- WHAT YOU SHOULD DO -
Rewrite the stretch of items from the line containing "the woman as" through the end of the items, replacing "planogram checker" with "shelf auditor" and leaving everything else unchanged. Omit the pictures from your answer.

-*-

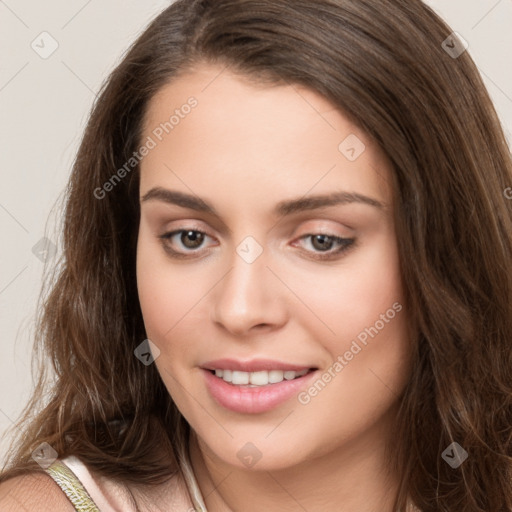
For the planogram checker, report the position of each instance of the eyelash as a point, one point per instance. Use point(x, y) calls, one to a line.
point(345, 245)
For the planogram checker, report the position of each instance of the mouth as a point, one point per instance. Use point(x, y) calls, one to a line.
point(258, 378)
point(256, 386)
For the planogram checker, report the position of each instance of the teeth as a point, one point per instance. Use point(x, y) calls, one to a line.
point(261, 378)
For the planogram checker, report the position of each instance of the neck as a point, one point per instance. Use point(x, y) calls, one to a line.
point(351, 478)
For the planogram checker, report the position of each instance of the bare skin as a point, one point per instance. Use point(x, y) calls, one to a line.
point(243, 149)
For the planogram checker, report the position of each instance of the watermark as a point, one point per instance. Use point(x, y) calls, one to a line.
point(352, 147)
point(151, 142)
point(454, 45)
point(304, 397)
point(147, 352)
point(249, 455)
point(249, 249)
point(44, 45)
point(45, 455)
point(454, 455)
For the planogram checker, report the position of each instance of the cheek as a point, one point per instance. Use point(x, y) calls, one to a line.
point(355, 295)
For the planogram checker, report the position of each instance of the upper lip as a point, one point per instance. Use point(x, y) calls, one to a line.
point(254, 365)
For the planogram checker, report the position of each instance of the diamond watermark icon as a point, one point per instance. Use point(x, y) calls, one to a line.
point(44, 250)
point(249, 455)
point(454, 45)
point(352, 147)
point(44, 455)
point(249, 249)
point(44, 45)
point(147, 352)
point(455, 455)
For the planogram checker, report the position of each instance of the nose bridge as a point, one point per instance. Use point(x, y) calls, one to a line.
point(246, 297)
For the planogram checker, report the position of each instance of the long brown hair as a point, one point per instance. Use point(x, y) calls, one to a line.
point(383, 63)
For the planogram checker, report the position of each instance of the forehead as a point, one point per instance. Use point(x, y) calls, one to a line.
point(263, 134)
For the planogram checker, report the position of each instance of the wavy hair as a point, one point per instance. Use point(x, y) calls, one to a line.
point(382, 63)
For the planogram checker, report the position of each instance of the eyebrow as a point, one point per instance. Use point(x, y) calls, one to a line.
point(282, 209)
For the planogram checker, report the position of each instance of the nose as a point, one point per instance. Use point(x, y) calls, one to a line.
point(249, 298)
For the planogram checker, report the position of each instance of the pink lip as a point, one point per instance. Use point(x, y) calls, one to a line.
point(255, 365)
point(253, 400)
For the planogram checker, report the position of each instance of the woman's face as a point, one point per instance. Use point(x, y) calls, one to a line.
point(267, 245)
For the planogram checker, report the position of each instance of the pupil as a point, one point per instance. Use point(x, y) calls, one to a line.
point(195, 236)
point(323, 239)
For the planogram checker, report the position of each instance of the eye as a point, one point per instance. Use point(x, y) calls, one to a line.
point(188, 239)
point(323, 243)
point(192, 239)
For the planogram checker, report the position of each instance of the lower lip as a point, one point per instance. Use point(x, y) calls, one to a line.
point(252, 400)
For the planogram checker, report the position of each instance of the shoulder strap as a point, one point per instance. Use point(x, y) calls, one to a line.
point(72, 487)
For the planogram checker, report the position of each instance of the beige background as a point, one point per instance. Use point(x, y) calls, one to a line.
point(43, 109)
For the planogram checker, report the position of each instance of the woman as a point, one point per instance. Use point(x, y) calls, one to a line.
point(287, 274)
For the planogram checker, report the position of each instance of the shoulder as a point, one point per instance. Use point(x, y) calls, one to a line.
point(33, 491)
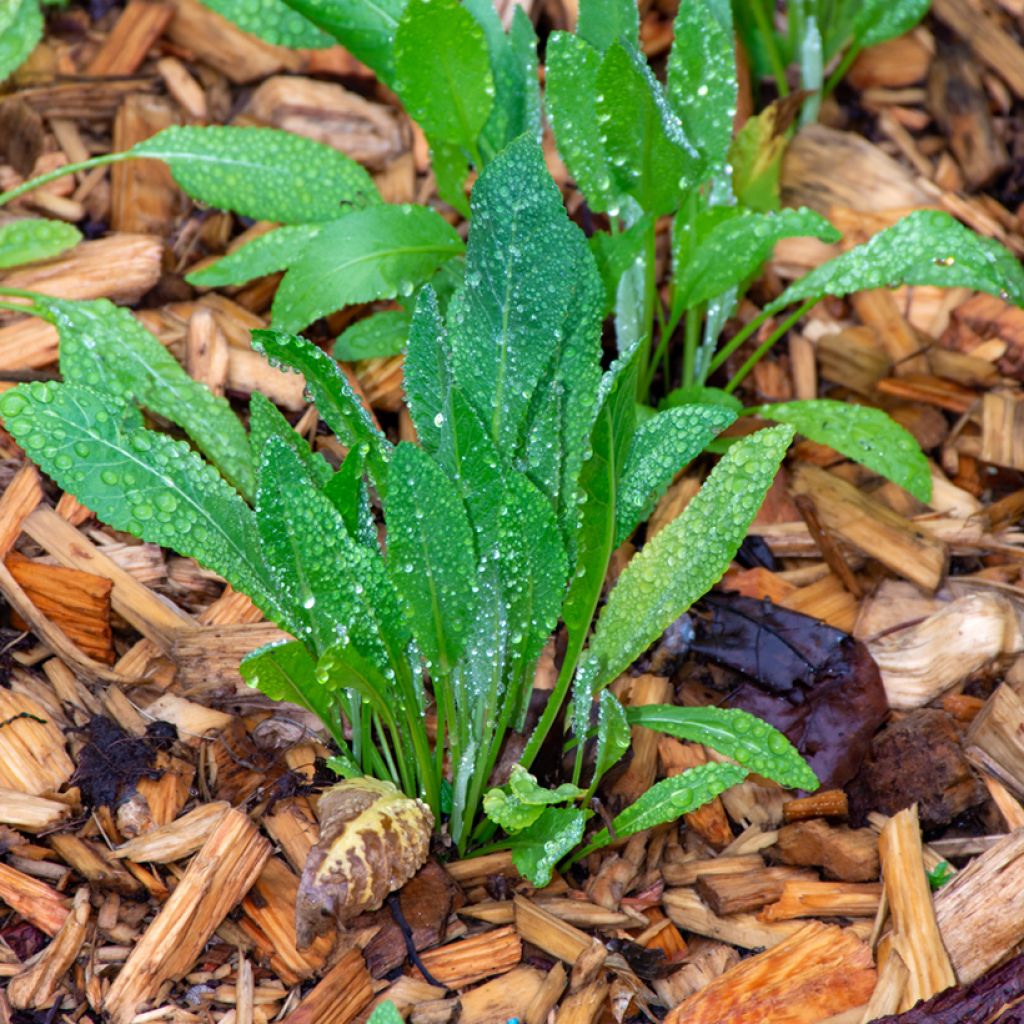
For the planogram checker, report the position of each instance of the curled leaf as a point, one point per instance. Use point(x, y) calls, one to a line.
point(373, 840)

-*-

- WORKED ANSWER -
For the shelf auditor, report the position of each instance of the woman as a point, one point per instance. Use point(x, y) calls, one to a line.
point(287, 274)
For the shelf auditor, report the position of each instance of the shoulder as a point, one point per instance. Use point(x, y) calls, one to a line.
point(33, 491)
For the shelf auditor, report the position of each instance of the curled leaf as a point, one point per instance. Use point(x, y) calls, one to a line.
point(373, 840)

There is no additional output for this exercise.